┌──

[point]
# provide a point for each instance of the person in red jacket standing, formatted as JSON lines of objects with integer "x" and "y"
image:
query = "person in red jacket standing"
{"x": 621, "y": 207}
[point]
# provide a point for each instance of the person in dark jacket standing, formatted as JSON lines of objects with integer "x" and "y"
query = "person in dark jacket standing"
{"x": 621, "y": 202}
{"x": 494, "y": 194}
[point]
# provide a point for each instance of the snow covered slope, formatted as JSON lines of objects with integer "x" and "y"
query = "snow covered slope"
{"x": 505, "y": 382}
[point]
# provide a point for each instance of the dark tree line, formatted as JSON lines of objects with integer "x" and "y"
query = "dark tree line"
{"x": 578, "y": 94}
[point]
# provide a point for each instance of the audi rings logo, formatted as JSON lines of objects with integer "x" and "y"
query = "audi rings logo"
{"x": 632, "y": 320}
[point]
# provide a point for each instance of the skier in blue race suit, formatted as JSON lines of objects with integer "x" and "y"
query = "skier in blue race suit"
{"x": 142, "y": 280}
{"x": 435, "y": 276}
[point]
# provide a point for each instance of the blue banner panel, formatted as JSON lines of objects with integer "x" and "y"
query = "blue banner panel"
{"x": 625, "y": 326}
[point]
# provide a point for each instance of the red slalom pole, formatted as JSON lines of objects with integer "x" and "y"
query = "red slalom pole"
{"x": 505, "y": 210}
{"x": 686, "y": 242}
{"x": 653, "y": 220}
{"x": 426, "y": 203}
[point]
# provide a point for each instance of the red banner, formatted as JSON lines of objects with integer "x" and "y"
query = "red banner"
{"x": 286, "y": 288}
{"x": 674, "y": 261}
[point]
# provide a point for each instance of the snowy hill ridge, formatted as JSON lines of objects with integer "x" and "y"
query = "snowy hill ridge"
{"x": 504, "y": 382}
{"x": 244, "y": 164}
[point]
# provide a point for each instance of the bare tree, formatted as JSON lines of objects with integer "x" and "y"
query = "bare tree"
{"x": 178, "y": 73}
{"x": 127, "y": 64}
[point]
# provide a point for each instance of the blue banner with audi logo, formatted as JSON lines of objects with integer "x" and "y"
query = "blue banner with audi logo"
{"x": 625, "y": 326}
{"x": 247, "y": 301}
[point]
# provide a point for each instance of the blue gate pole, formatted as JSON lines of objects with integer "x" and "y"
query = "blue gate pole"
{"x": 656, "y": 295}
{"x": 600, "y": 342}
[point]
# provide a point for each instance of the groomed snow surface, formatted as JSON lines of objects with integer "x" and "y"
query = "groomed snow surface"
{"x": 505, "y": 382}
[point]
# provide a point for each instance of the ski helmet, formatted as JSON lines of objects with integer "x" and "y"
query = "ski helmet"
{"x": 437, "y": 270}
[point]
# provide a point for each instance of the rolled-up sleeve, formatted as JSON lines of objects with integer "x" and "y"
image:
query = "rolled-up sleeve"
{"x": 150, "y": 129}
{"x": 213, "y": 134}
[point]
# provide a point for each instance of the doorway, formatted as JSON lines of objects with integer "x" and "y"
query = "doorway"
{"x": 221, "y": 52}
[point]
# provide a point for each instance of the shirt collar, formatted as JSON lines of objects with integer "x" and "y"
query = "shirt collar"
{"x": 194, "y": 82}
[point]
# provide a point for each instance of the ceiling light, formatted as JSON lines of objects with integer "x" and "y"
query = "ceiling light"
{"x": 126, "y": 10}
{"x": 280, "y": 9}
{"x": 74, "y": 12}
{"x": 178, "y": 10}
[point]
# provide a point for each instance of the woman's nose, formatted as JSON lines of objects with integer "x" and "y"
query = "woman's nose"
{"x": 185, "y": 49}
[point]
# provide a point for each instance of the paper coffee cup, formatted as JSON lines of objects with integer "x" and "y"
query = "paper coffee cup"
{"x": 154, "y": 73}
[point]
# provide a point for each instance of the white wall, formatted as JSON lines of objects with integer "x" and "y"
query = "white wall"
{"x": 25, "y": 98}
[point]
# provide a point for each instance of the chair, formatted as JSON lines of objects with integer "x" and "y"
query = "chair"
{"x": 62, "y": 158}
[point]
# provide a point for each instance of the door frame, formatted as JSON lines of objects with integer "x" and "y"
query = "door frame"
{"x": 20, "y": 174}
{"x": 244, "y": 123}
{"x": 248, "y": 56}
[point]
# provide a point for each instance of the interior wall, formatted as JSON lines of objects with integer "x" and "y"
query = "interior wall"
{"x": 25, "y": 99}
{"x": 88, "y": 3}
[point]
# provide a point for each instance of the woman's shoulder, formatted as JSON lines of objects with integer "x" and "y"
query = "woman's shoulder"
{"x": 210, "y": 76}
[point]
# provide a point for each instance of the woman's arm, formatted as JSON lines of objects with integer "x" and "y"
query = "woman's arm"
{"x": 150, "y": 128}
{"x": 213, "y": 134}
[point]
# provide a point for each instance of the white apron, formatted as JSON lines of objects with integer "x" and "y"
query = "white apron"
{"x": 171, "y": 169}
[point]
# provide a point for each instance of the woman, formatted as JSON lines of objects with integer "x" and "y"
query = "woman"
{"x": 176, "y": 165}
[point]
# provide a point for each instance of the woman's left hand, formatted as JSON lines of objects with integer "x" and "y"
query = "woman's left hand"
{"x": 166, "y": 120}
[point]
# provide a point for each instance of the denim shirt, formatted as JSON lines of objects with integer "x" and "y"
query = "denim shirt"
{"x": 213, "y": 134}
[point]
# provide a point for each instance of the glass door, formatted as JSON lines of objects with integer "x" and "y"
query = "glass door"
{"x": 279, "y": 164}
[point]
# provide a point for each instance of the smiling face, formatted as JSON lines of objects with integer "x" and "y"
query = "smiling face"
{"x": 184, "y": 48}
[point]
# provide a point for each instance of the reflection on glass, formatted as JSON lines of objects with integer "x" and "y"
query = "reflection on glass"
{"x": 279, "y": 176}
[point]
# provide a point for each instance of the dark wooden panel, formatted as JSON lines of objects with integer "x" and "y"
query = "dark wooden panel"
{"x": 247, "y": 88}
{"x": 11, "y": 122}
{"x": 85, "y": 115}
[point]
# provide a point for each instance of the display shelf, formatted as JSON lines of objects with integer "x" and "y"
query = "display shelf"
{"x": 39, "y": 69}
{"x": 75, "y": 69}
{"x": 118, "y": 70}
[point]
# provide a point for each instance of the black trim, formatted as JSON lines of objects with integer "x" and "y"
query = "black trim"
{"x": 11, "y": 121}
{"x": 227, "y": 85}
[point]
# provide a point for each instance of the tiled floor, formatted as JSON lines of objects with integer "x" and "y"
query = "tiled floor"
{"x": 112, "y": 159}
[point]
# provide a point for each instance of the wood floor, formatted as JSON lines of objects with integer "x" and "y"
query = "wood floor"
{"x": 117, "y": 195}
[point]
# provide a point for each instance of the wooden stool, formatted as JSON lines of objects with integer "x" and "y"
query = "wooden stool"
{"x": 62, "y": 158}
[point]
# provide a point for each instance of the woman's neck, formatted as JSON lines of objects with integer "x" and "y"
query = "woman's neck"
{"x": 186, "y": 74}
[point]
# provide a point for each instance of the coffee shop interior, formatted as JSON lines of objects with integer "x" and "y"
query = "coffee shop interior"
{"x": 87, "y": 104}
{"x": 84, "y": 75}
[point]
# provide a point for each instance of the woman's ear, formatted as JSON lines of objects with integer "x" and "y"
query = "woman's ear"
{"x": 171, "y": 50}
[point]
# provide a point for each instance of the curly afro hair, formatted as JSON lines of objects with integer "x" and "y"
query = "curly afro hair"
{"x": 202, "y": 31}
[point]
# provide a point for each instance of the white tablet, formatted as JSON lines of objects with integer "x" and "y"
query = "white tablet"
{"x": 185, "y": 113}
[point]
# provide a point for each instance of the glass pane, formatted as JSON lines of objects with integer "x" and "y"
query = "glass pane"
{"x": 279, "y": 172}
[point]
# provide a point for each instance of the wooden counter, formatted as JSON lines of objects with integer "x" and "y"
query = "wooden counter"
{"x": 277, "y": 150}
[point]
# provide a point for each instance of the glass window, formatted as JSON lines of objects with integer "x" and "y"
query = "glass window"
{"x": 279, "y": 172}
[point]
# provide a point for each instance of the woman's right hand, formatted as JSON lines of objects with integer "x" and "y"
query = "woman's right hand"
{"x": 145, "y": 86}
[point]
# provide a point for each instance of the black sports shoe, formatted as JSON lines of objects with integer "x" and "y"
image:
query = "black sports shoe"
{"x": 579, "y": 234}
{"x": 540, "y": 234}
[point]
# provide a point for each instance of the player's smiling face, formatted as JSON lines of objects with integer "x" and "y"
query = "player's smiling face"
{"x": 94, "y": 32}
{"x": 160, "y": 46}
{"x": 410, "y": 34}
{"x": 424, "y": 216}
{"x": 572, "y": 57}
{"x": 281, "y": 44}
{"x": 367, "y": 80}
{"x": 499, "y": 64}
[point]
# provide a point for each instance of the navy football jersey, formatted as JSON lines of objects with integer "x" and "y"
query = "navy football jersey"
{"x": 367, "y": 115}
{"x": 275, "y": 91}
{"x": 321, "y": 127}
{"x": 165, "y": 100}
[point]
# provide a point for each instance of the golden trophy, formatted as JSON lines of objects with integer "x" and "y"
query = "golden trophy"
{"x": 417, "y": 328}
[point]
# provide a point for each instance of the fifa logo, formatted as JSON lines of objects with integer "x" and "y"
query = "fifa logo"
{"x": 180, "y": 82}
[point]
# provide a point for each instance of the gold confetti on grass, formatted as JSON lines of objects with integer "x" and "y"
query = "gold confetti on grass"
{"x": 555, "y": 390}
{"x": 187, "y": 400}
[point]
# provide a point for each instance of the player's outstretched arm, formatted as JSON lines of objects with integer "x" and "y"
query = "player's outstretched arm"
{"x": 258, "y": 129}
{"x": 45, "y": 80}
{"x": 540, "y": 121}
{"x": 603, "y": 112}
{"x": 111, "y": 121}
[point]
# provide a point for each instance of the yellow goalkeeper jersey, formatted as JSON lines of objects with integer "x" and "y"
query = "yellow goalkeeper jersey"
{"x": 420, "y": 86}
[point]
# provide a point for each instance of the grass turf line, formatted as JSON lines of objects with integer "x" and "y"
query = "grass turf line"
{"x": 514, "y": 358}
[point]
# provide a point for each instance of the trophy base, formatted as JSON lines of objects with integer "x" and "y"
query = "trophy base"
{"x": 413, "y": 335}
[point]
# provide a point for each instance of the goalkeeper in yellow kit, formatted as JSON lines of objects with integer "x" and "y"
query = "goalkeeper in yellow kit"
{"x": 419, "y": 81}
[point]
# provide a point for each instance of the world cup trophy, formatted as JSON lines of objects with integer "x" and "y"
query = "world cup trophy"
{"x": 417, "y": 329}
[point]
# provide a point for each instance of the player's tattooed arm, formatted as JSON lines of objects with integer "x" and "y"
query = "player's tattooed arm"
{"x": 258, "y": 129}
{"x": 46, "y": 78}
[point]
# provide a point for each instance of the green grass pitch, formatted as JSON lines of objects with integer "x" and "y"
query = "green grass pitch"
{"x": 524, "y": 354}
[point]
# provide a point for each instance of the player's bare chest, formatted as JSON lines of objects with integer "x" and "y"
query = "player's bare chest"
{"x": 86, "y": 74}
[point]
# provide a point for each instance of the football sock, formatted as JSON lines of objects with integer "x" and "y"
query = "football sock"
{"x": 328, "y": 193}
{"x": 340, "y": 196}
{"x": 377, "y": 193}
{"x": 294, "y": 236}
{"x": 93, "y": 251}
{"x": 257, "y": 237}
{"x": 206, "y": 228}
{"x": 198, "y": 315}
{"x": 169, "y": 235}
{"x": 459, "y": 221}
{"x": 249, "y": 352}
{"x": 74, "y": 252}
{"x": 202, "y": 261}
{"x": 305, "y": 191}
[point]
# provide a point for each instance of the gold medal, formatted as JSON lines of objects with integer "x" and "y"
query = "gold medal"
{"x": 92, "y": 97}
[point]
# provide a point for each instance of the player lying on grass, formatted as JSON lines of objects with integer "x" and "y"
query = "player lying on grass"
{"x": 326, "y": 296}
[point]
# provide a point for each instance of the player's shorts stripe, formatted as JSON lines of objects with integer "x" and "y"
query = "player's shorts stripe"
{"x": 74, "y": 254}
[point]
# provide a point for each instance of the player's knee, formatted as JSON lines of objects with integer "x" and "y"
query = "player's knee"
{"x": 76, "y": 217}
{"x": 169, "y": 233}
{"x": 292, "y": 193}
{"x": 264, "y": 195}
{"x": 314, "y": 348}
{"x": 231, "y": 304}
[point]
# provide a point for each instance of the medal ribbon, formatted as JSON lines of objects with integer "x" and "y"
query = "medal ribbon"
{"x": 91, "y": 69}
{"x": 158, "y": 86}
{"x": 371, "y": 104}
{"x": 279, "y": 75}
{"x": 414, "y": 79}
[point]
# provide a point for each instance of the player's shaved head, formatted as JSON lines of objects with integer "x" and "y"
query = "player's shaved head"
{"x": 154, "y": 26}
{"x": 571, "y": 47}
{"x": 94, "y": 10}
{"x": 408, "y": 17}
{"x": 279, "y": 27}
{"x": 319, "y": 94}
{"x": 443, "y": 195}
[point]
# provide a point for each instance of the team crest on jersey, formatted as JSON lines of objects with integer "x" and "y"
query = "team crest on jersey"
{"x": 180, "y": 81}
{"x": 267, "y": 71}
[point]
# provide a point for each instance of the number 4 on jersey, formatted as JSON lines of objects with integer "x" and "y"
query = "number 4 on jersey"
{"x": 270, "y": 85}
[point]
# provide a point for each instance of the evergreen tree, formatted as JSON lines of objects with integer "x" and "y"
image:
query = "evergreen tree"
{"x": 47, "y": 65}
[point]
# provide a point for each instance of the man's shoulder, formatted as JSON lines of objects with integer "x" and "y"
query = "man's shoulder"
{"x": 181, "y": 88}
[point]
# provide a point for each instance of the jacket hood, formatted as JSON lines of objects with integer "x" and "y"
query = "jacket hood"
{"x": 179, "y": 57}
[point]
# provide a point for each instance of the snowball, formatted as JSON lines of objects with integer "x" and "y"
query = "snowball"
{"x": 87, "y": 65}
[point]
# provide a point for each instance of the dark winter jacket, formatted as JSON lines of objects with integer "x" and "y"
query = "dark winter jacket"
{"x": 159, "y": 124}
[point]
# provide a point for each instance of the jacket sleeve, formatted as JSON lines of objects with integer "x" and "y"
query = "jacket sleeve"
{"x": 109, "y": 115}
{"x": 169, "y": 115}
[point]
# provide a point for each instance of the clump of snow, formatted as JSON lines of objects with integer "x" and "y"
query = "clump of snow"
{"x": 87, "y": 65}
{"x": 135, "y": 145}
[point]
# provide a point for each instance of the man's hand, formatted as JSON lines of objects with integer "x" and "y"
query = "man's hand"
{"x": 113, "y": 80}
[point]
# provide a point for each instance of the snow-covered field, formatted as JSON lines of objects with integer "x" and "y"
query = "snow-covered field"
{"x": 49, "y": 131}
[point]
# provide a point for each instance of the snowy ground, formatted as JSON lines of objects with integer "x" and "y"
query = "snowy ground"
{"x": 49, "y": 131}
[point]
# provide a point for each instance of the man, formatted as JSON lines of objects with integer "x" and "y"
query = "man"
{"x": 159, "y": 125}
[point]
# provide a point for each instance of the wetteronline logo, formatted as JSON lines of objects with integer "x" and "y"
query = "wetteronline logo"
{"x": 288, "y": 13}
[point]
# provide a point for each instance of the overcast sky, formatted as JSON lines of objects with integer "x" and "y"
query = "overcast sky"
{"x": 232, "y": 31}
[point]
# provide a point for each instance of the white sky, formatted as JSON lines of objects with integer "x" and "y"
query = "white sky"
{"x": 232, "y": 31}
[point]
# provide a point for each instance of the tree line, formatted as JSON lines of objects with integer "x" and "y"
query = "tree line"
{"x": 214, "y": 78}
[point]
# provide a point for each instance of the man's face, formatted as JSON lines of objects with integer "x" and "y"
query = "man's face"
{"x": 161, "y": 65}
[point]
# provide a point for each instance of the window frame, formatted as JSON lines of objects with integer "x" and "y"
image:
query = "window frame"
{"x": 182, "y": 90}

└──

위의 행에서 "wall" 문자열이 들어 있는 줄을 모두 모아 옮기세요. 대소문자를 구분합니다.

최종 결과 —
# provide a point for each instance of the white wall, formatted as JSON lines of objects with integer "x" and "y"
query = "white wall"
# provide a point for each instance of the interior wall, formatted as JSON lines of objects with integer "x" and "y"
query = "interior wall"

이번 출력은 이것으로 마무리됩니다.